= READING TEXT =
┄┄┄┄┄┄┄┄┄┄

Powell, who asked Tenet to sit behind him during the speech to demonstrate CIA backing for the facts cited in it, stressed yesterday that "I'm not the intelligence community." He said that "it was presented to me in the preparation of that as the best intelligence and information that we had."
"I made sure, as I said in my presentation, these were multi-sourced," Powell said. "And that was the most dramatic of them, and I made sure it was multi-sourced. Now, if the sources fell apart, then we need to find out how we've gotten ourselves in that position. I've had discussions with the CIA about it."
Add to this 'concern' buzzing about Woodward's profile of Powell in his forthcoming book, "Plan of Attack" (fascinating media column, btw, from Frank Rich in the IHT discussing books vs TV) and refusal to dis Richard Clarke (on the News Hour) and one gets a picture of a non-neocon embellishing his image as that of reasonable statesman. Contrast Powell with McCain, for example, who has defended Kerry, and most recently the Democratic Party. He's the classic off-the-reservation Repub, who is a loose cannon as far as Junior is concerned. Hagel might be another. They are bi-partisan in defending John Kerry, one of the band of brothers. Powell is strictly defending himself.

┄┄┄┄┄┄┄┄┄┄

= PROBLEM 1 =
Retype the stretch of the Powell excerpt from "Add to this" through "strictly defending himself.".
= PROBLEM 2 =
Extend the excerpt about Powell and the intelligence behind his speech, starting after its last sentence.

= DATASET SECTION =
┄┄┄┄┄┄┄┄┄┄

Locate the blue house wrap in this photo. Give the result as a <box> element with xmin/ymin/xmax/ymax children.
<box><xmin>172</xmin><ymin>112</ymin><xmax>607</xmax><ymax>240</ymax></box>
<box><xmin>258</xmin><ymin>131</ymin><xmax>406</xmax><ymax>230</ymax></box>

┄┄┄┄┄┄┄┄┄┄

= EXPECTED ANSWER 1 =
Add to this 'concern' buzzing about Woodward's profile of Powell in his forthcoming book, "Plan of Attack" (fascinating media column, btw, from Frank Rich in the IHT discussing books vs TV) and refusal to dis Richard Clarke (on the News Hour) and one gets a picture of a non-neocon embellishing his image as that of reasonable statesman. Contrast Powell with McCain, for example, who has defended Kerry, and most recently the Democratic Party. He's the classic off-the-reservation Repub, who is a loose cannon as far as Junior is concerned. Hagel might be another. They are bi-partisan in defending John Kerry, one of the band of brothers. Powell is strictly defending himself.

= EXPECTED ANSWER 2 =
With the return of Karen Hughes, expect more from Powell and (to the extent they can) less of McCain in forthcoming days. As Rich notes all too well,
But print, even best-selling print, doesn't matter much in the 21st-century American arena. The Bush administration's game was to keep these revelations away from the center stage of wall-to-wall TV coverage. To this end, it succeeded in blocking the formation of the 9/11 commission for a year. Then it threw every conceivable roadblock in its path, from Henry Kissinger (the original appointee as chairman) to delays in providing documents and testimony. That the investigation got going anyway is a tribute not to Clarke, the Democrats or any journalist but to the telegenic clout of the
9/11 families. Like all victims of horrific crimes, they are sought after as television "gets" in a culture that likes up-close-and-personal TV replays of tragedies. The families used their many on-air minutes to keep pushing for a commission until the White House had to cry uncle.
Expect Powell to be used as the soft face of Imperialism, just as Hughes pushes the soft face of 'compassionate conservatism' while Powell allows himself to be out there in his own interest of somehow rescuing his reputation from the ash-heap of history. And with Hughes' assistance, expect television to be his chosen medium. They both have a stake in Colin's rep. Bush can't win without it.